■ **Selected passage**:
+ + + + +

Language-to-Space Programming for Training-Free 3D Visual Grounding
This addresses the challenge of high annotation costs and inefficiency in training-free methods for 3D visual grounding, offering a balanced solution for applications in robotics or AR/VR.
The paper tackled the problem of 3D visual grounding without training data by introducing Language-to-Space Programming (LaSP), which uses LLM-generated codes to analyze spatial relations, achieving 52.9% accuracy on the Nr3D benchmark and reducing time and token costs.

+ + + + +

■ **Provided data**:
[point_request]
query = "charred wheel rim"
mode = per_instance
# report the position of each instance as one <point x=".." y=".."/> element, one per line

+ + + + +

■ **Task list**:
• 1. Name every kind of cost mentioned in the summary of Language-to-Space Programming for 3D visual grounding.
• 2. Extend the summary of Language-to-Space Programming for 3D visual grounding beyond its final sentence.

■ **Your written answers**:
• 1.
Annotation costs
Time costs
Token costs

• 2.
3D visual grounding (3DVG) is challenging due to the need to understand 3D spatial relations. While supervised approaches have achieved superior performance, they are constrained by the scarcity and high annotation costs of 3D vision-language datasets. Training-free approaches based on LLMs/VLMs eliminate the need for large-scale training data, but they either incur prohibitive grounding time and token costs or have unsatisfactory accuracy. To address the challenges, we introduce a novel method for training-free 3D visual grounding, namely Language-to-Space Programming (LaSP). LaSP introduces LLM-generated codes to analyze 3D spatial relations among objects, along with a pipeline that evaluates and optimizes the codes automatically. Experimental results demonstrate that LaSP achieves 52.9% accuracy on the Nr3D benchmark, ranking among the best training-free methods. Moreover, it substantially reduces the grounding time and token costs, offering a balanced trade-off between performance and efficiency.